## Doe dit
Welk percentage winstbelasting hoort volgens de gekozen tekst hieronder bij een economische zone?

Belanghebbende staat, in het licht van een in de toekomst te sluiten overeenkomst met een
internationale organisatie, open voor een minnelijke regeling betreffende de jaren 2003 tot
en met 2007 en de volgende jaren tot en met 2010.
Belanghebbende heeft in 2008 een verzoek gedaan om te worden toegelaten tot een
economische zone als bedoeld in de Landsverordening economische zones 2000, op welk verzoek
nog niet is beslist. In het licht van de mogelijke uitbreiding van haar activiteiten, met
bijbehorende werkgelegenheid en instroom van vreemde valuta, wenst zij zekerheid te worden
toegelaten tot een economische zone met de daarbij behorende faciliteiten van 2% winstbelasting
en vrijstelling van omzetbelasting.

## Rijen

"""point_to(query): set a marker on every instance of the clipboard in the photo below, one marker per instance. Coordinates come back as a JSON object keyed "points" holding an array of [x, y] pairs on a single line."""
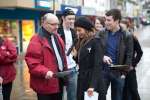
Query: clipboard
{"points": [[119, 67]]}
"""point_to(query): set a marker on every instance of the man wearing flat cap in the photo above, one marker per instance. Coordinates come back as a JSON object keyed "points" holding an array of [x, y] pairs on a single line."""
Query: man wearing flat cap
{"points": [[68, 34]]}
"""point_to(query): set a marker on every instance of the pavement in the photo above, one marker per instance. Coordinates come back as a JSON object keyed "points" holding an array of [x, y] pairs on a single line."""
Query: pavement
{"points": [[21, 89]]}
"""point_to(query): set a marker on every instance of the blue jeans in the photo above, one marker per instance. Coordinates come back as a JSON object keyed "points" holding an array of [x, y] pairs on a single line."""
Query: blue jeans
{"points": [[72, 85], [117, 84]]}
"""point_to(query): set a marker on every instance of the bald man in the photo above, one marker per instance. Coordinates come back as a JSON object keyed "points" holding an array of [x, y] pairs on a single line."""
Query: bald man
{"points": [[45, 56]]}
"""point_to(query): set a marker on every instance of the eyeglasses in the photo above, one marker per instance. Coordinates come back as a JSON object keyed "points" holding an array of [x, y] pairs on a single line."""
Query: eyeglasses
{"points": [[53, 24]]}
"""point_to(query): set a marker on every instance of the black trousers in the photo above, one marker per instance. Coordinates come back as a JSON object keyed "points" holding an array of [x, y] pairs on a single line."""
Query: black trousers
{"points": [[6, 90], [56, 96], [131, 88]]}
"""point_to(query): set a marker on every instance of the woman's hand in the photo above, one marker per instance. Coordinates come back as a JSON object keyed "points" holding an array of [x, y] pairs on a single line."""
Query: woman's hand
{"points": [[90, 92]]}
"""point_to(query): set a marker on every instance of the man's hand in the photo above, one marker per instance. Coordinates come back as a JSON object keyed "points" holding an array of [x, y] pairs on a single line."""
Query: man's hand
{"points": [[107, 60], [90, 92], [1, 80], [49, 75]]}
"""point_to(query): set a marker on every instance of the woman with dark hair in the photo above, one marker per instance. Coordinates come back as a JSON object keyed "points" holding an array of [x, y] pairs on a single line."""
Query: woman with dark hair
{"points": [[99, 23], [89, 57], [8, 56]]}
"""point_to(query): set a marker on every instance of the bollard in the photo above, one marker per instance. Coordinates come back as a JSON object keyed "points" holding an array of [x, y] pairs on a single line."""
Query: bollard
{"points": [[1, 95]]}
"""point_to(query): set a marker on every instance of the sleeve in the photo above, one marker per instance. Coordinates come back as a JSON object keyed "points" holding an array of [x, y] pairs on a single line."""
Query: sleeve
{"points": [[137, 52], [34, 58], [8, 52], [97, 64], [129, 49]]}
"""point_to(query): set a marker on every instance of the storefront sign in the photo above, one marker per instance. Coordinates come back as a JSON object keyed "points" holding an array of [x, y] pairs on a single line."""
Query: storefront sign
{"points": [[44, 4]]}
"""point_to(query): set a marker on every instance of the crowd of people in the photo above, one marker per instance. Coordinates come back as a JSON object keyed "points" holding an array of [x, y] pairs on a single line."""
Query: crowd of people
{"points": [[81, 54]]}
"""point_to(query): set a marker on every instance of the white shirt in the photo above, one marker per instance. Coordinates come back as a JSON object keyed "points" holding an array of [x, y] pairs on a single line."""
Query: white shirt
{"points": [[68, 38]]}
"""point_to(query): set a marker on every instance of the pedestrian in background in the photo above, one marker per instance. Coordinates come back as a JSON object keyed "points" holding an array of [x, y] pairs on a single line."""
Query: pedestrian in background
{"points": [[89, 57], [117, 52], [8, 56], [69, 37], [45, 56], [130, 91]]}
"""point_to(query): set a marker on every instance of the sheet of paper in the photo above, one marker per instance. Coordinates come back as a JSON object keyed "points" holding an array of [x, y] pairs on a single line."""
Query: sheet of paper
{"points": [[94, 97]]}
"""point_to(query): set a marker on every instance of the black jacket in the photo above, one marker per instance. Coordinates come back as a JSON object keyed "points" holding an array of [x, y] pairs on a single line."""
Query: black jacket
{"points": [[137, 52], [90, 68], [125, 46]]}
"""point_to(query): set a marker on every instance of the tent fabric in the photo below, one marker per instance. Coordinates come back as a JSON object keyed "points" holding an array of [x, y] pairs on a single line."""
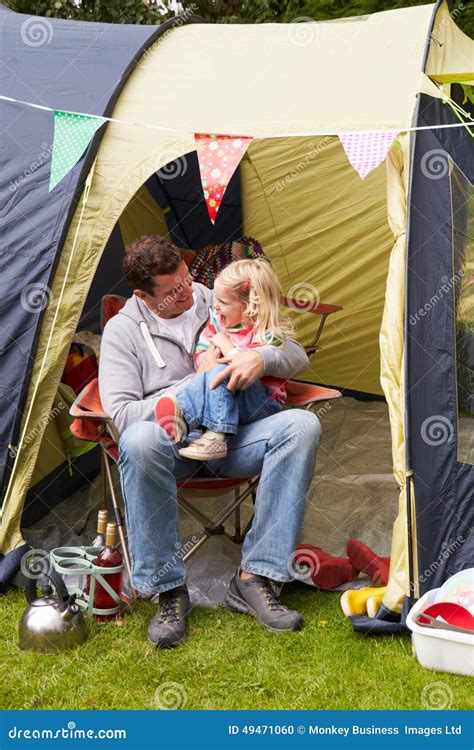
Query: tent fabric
{"points": [[451, 57], [443, 483], [392, 345], [68, 72]]}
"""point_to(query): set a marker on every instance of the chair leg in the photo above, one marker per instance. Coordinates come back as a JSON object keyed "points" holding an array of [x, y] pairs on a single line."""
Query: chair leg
{"points": [[102, 483], [118, 519], [237, 524]]}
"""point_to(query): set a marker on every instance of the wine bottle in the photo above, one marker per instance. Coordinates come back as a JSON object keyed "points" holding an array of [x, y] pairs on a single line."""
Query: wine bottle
{"points": [[99, 541], [110, 557]]}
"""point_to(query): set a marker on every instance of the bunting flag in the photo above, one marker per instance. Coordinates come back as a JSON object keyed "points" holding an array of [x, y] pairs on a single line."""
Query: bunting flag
{"points": [[72, 135], [366, 150], [218, 156]]}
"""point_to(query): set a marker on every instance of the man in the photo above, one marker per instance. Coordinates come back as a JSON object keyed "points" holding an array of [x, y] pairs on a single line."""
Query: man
{"points": [[147, 348]]}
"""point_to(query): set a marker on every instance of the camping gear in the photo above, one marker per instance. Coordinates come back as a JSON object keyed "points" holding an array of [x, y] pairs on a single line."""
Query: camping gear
{"points": [[50, 623], [366, 561], [451, 613], [354, 601], [323, 569], [366, 244], [77, 565], [108, 557], [441, 649], [102, 517]]}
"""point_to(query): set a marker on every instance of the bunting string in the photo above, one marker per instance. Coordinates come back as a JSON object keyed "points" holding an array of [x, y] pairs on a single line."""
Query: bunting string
{"points": [[191, 132]]}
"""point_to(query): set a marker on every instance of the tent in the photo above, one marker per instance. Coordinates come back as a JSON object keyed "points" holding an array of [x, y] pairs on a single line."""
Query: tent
{"points": [[392, 249]]}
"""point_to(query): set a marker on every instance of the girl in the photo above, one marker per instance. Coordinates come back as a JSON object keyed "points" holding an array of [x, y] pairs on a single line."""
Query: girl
{"points": [[246, 315]]}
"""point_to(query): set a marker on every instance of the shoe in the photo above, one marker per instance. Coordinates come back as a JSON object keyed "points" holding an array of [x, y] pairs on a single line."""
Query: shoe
{"points": [[373, 604], [366, 561], [205, 448], [325, 571], [256, 597], [168, 627], [354, 602], [169, 416]]}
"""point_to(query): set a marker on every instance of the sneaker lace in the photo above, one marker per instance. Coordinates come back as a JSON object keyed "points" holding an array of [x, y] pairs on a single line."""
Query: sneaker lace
{"points": [[271, 600]]}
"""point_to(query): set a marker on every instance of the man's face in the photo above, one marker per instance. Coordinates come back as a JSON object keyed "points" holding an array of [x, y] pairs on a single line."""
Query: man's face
{"points": [[172, 293]]}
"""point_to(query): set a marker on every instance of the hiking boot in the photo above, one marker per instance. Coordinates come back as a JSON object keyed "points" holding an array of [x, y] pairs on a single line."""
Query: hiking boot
{"points": [[168, 627], [257, 597], [205, 448], [169, 416]]}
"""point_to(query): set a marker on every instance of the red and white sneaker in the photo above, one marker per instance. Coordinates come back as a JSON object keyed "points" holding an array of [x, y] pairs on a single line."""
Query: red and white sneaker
{"points": [[205, 448], [169, 416]]}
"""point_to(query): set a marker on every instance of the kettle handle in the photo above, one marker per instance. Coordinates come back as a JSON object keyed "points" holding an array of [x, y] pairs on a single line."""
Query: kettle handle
{"points": [[54, 577]]}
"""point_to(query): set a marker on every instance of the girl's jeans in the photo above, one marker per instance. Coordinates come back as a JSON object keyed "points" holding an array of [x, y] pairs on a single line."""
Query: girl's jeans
{"points": [[220, 409]]}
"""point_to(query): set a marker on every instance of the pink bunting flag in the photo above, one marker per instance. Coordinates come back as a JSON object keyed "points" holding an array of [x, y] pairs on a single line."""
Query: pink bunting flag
{"points": [[218, 156], [366, 151]]}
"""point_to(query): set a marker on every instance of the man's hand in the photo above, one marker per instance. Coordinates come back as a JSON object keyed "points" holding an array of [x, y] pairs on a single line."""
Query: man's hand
{"points": [[244, 368], [209, 359]]}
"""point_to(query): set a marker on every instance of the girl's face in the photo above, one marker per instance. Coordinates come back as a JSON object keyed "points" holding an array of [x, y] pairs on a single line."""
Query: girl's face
{"points": [[228, 306]]}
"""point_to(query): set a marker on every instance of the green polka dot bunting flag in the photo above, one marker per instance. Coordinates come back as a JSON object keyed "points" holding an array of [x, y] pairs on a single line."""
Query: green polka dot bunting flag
{"points": [[72, 135]]}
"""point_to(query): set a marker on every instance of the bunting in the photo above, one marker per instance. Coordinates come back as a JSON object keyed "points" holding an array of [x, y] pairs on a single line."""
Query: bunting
{"points": [[366, 150], [218, 156], [72, 135]]}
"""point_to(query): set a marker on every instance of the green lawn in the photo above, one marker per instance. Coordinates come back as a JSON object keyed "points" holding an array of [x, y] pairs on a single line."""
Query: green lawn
{"points": [[229, 662]]}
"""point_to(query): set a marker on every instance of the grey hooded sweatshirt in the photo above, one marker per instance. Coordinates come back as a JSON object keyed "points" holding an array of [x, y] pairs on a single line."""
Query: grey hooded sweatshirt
{"points": [[139, 359]]}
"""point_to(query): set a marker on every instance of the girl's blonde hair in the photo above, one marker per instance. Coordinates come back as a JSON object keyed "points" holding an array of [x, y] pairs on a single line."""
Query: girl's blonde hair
{"points": [[255, 283]]}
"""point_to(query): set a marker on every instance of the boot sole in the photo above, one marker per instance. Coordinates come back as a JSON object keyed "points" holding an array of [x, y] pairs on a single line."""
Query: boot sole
{"points": [[235, 604]]}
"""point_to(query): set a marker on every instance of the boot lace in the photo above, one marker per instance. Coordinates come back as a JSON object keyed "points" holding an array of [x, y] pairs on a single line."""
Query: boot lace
{"points": [[273, 604], [169, 608]]}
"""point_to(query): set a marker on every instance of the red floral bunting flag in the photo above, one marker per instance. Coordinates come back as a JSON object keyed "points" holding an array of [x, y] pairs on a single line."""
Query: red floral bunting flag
{"points": [[366, 150], [218, 156]]}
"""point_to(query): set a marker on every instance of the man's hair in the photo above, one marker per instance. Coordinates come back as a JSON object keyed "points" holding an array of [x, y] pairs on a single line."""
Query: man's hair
{"points": [[148, 256]]}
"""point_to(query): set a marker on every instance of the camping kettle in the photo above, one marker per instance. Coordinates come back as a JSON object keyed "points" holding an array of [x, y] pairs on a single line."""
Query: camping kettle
{"points": [[52, 623]]}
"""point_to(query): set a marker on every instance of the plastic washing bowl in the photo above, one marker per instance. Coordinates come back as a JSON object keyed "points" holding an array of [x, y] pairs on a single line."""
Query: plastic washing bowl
{"points": [[443, 651]]}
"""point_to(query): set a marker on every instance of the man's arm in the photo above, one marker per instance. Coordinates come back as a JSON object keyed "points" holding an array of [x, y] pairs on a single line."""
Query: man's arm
{"points": [[120, 381], [285, 361]]}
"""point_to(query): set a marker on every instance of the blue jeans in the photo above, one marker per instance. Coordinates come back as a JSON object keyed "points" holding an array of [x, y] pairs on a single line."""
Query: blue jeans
{"points": [[220, 409], [281, 448]]}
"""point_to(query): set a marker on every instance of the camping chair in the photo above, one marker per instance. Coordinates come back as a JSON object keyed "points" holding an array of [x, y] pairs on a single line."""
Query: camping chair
{"points": [[93, 424]]}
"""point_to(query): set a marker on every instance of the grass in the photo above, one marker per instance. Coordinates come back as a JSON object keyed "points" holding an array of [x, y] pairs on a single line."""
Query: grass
{"points": [[229, 662]]}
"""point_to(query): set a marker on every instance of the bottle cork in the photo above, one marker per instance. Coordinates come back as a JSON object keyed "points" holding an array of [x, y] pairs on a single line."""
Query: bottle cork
{"points": [[110, 534]]}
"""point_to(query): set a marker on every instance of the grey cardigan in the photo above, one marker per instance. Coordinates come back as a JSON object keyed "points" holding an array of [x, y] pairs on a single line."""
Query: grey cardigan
{"points": [[139, 359]]}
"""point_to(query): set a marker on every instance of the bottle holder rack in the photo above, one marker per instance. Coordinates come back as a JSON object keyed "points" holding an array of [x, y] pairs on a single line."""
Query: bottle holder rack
{"points": [[77, 563]]}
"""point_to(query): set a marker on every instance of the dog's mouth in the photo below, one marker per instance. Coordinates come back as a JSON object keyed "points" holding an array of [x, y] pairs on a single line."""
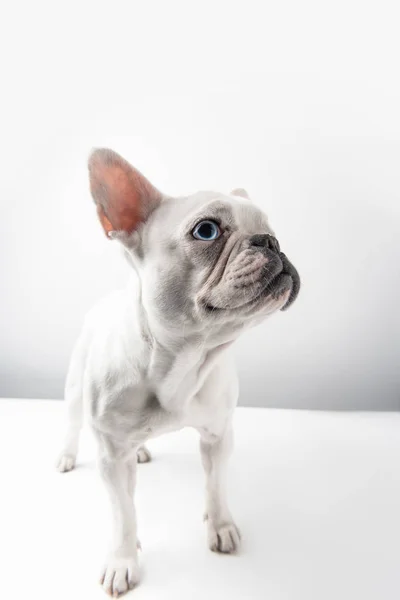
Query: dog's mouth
{"points": [[278, 293]]}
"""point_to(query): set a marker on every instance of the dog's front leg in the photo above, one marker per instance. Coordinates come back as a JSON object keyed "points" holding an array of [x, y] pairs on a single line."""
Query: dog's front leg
{"points": [[119, 475], [223, 534]]}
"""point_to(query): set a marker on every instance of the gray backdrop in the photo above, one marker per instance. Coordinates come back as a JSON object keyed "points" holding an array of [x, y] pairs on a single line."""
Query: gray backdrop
{"points": [[313, 135]]}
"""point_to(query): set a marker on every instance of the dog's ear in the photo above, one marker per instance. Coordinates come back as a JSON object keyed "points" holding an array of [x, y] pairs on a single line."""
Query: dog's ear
{"points": [[240, 192], [123, 196]]}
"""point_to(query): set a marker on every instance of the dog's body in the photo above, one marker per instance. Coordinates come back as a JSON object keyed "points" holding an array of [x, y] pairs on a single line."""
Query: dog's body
{"points": [[156, 357]]}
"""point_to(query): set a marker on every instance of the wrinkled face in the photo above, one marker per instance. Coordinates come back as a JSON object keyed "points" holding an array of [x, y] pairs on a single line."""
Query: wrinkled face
{"points": [[213, 259], [207, 263]]}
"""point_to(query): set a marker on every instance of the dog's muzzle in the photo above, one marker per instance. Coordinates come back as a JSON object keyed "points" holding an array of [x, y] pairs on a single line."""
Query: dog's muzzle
{"points": [[279, 273]]}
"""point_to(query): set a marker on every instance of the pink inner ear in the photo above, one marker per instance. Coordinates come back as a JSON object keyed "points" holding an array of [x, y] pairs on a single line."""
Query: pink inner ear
{"points": [[123, 196]]}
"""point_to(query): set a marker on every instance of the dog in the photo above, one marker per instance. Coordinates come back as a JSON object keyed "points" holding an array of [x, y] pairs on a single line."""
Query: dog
{"points": [[156, 357]]}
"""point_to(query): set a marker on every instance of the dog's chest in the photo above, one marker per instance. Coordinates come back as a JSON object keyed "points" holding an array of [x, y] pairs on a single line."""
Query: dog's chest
{"points": [[138, 410]]}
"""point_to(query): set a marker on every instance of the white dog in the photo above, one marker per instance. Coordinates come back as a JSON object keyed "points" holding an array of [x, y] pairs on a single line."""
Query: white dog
{"points": [[156, 357]]}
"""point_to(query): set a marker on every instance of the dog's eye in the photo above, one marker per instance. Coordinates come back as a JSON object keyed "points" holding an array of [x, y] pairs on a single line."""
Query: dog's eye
{"points": [[206, 231]]}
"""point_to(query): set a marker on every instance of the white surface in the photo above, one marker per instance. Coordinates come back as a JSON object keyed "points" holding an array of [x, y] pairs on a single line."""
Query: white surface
{"points": [[317, 497], [296, 101]]}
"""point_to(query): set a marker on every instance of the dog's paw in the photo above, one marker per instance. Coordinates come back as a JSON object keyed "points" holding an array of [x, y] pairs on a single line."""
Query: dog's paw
{"points": [[223, 537], [120, 575], [143, 455], [66, 462]]}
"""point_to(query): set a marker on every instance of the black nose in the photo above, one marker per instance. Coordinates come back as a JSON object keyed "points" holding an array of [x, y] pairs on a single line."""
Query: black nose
{"points": [[265, 241]]}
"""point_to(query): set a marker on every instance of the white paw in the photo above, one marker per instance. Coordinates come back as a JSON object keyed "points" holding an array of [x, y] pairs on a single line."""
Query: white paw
{"points": [[223, 537], [66, 462], [120, 575], [143, 455]]}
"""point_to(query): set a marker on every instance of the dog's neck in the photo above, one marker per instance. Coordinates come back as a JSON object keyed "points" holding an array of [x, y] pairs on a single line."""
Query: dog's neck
{"points": [[178, 362]]}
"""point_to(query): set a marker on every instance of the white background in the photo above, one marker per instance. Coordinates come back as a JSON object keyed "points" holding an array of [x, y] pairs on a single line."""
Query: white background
{"points": [[299, 102]]}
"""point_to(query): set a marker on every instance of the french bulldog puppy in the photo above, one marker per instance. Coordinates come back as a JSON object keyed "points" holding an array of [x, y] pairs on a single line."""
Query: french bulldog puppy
{"points": [[156, 357]]}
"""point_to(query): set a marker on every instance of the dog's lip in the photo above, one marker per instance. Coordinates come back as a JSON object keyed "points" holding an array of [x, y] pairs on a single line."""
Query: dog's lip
{"points": [[269, 291]]}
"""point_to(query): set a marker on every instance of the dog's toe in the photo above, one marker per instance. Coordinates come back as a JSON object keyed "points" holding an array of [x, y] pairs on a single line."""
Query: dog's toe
{"points": [[224, 537], [119, 576], [143, 455], [65, 463]]}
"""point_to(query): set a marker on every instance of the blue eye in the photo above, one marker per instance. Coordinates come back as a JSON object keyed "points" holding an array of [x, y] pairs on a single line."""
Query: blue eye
{"points": [[206, 231]]}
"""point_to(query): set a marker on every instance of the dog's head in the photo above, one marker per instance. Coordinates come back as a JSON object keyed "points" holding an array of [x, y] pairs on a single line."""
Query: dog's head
{"points": [[205, 262]]}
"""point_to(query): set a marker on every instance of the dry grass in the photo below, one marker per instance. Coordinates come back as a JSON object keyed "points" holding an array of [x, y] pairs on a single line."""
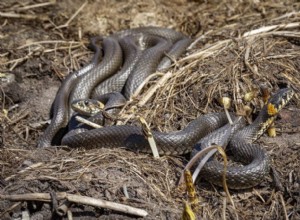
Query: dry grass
{"points": [[228, 58]]}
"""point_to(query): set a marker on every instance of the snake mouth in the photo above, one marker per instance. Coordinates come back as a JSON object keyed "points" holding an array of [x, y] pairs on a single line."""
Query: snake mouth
{"points": [[279, 100]]}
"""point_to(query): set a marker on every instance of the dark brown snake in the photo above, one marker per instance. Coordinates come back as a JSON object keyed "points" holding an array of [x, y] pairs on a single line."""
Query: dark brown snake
{"points": [[137, 53]]}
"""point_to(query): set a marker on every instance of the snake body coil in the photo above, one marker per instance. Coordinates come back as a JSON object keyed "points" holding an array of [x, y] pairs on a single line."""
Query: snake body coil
{"points": [[129, 57]]}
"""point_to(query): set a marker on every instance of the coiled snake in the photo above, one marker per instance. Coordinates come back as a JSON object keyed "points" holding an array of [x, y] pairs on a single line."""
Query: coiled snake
{"points": [[129, 57]]}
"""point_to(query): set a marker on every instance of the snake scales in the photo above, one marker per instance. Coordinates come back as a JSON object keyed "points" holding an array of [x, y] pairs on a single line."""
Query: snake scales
{"points": [[128, 58]]}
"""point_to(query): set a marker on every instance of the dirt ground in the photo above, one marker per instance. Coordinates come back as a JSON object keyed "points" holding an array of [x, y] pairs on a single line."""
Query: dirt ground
{"points": [[43, 41]]}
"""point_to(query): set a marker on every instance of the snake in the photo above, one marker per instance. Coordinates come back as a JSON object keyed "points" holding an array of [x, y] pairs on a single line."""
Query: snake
{"points": [[153, 43], [204, 131], [84, 83]]}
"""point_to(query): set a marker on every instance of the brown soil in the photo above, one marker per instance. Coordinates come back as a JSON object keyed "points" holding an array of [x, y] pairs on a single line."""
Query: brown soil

## Antwoord
2%